== Texto fornecido ==
---
Arquivo de tag igreja antenicena

PorFraternidade Rosacruz de Campinas

Pergunta: Algo está faltando na sua Bíblia?

A maioria das edições da Bíblia utilizada pelos nossos irmãos e irmãs protestantes tem a versão do Rei James. E mesmo outras versões diferem da Bíblia utilizada pelos nossos irmãos e irmãs católicos e de outras Religiões Cristãs. Muitas pessoas acreditam que a Bíblia utilizada pelos nossos irmãos e irmãs protestantes seja realmente completa. A menos, isto é, que tenham visto a Douay-Rheims (tradução da Bíblia, a partir da Vulgata, em inglês pelos membros do English College Douai, a serviço da igreja católica) ou outra versão católica, que não tem 66, mas 80 livros (isso porque há diferenças entre a Bíblia católica e a Bíblia protestante: católica tem 73 livros e a protestante 66 livros; a Bíblia protestante não tem os seguintes Livros: Tobias, Judite, Sabedoria, Baruc, Eclesiástico, I e II Macabeus, Trechos de Ester – 10, 4-16 – e Trechos de Daniel – 3, 24;20, 13-14).
---
== Linhas fornecidas ==
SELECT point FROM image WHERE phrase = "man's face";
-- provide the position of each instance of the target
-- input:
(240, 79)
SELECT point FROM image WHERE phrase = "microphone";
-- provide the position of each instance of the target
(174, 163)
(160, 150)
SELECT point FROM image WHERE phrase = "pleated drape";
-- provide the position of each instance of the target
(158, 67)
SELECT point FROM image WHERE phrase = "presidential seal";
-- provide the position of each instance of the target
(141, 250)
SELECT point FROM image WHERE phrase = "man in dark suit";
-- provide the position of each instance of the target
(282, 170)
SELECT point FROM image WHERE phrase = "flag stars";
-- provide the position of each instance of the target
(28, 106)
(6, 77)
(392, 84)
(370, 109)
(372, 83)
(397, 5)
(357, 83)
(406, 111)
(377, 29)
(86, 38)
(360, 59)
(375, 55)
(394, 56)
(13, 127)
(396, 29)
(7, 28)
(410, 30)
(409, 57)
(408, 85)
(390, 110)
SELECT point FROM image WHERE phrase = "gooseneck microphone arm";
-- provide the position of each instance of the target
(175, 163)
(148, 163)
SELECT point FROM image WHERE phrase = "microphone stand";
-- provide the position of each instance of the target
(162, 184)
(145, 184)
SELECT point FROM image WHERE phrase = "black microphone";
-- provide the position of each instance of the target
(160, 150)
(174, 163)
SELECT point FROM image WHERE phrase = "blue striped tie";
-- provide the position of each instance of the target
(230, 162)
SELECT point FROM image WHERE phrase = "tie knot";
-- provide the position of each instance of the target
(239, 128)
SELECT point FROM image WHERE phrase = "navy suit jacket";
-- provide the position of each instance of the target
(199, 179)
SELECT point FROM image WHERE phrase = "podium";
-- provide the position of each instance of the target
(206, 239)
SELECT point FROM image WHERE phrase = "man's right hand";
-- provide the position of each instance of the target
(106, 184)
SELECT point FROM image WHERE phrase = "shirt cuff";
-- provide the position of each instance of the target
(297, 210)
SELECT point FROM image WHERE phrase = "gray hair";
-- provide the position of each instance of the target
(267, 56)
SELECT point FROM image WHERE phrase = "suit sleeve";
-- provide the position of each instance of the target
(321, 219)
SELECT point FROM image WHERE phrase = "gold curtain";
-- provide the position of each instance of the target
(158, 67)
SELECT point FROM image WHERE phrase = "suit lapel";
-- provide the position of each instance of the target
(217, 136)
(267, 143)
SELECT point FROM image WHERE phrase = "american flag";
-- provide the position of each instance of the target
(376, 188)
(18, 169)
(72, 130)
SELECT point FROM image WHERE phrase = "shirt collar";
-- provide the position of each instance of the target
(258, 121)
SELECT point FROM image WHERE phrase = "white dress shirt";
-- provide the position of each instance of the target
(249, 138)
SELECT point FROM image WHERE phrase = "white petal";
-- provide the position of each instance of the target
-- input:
---
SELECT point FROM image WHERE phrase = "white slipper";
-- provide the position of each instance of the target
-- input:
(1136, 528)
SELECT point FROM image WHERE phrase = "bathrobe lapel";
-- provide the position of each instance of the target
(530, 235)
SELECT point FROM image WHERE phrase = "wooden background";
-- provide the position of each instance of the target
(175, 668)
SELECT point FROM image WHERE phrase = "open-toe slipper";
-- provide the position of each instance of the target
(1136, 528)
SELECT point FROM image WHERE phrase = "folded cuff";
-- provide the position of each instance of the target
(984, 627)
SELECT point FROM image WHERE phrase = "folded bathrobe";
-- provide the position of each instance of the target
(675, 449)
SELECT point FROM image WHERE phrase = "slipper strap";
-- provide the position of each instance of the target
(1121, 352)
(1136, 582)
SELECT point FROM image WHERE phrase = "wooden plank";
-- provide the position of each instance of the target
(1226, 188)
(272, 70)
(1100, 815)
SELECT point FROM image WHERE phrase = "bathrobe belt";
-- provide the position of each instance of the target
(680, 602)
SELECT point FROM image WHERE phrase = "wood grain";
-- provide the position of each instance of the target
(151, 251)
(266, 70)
---
== O que fazer ==
Liste tudo o que, segundo o texto sobre a Bíblia, falta na Bíblia protestante.

== Resposta ==
Tobias, Judite, Sabedoria, Baruc, Eclesiástico, I Macabeus, II Macabeus, trechos de Ester e trechos de Daniel.